§ **WORK TASK**
A word-for-word restatement of every entry is what is needed here.

§ **GIVEN RECORDS**
++++++++++++++++++++
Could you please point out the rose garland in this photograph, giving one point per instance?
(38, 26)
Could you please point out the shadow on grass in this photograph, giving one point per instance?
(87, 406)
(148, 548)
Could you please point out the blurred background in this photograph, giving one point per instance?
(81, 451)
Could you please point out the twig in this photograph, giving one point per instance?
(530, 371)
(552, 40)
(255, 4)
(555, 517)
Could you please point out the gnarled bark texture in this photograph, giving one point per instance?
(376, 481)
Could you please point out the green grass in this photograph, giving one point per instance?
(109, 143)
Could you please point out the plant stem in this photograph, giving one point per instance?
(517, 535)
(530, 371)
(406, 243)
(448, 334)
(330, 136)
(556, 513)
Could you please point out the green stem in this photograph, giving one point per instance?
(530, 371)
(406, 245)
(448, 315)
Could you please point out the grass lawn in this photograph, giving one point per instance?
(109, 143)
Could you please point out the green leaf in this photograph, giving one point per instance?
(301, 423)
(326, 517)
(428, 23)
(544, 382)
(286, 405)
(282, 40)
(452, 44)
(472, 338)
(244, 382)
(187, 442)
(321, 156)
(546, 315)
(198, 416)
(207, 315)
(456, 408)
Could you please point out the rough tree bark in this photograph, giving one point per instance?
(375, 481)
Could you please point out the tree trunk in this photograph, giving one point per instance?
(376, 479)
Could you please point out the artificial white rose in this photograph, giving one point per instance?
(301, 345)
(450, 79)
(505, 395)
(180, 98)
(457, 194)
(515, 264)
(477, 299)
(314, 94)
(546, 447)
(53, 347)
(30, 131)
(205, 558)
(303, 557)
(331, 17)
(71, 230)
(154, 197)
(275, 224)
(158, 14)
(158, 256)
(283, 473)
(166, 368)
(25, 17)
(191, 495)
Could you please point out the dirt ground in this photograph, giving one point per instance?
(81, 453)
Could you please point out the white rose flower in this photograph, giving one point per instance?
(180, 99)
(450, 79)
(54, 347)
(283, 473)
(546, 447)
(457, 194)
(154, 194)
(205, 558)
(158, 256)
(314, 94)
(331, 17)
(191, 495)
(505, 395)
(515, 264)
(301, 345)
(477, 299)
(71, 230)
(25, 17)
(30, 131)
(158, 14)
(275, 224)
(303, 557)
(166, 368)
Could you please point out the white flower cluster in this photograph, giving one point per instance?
++++++++++++++++++++
§ **RESULT OF THIS EXERCISE**
Could you please point out the rose garland in this photograph, giving one point per instance?
(38, 26)
Could you please point out the shadow on grass in this photograph, giving one point per instance?
(87, 406)
(148, 548)
Could you please point out the blurred background in this photograph, giving one point per instance?
(81, 451)
Could you please point out the twig in this photograph, giving one point per instance?
(530, 371)
(552, 40)
(255, 4)
(555, 517)
Could you please point out the gnarled bark texture in this photograph, giving one point per instance?
(376, 481)
Could you please point out the green grass in this photograph, giving one point per instance?
(109, 143)
Could you please point out the plant stem in this photograph, giving one point per instance?
(517, 535)
(530, 371)
(406, 243)
(448, 334)
(330, 136)
(556, 513)
Could you please point out the green stem in this photograph, giving one point per instance?
(530, 371)
(406, 245)
(448, 315)
Could you please point out the grass lawn in this photograph, giving one point per instance?
(109, 143)
Could you please point out the green leaf in this photograph, giving one point per instance?
(301, 423)
(326, 517)
(428, 23)
(544, 382)
(286, 405)
(282, 40)
(452, 44)
(472, 338)
(244, 382)
(187, 442)
(321, 156)
(546, 315)
(198, 416)
(207, 315)
(456, 408)
Could you please point out the rough tree bark in this photograph, giving one point per instance?
(375, 481)
Could you please point out the tree trunk in this photograph, giving one point per instance?
(376, 479)
Could you please point out the artificial white rose in this photograph, giving one point per instance?
(301, 345)
(450, 79)
(505, 395)
(180, 98)
(457, 194)
(515, 264)
(477, 299)
(314, 94)
(546, 447)
(53, 347)
(30, 131)
(205, 558)
(303, 557)
(331, 17)
(71, 230)
(154, 197)
(275, 224)
(158, 14)
(158, 256)
(283, 473)
(166, 368)
(25, 17)
(191, 495)
Could you please point out the dirt ground in this photograph, giving one point per instance?
(81, 453)
Could you please point out the white rose flower in this photograph, giving one point per instance?
(180, 99)
(450, 79)
(54, 347)
(283, 473)
(546, 447)
(457, 194)
(154, 194)
(205, 558)
(158, 256)
(314, 94)
(331, 17)
(191, 495)
(505, 395)
(515, 264)
(301, 345)
(477, 299)
(71, 230)
(25, 17)
(30, 131)
(158, 14)
(275, 224)
(303, 557)
(166, 368)
Could you please point out the white flower cluster in this photograph, giving one point per instance?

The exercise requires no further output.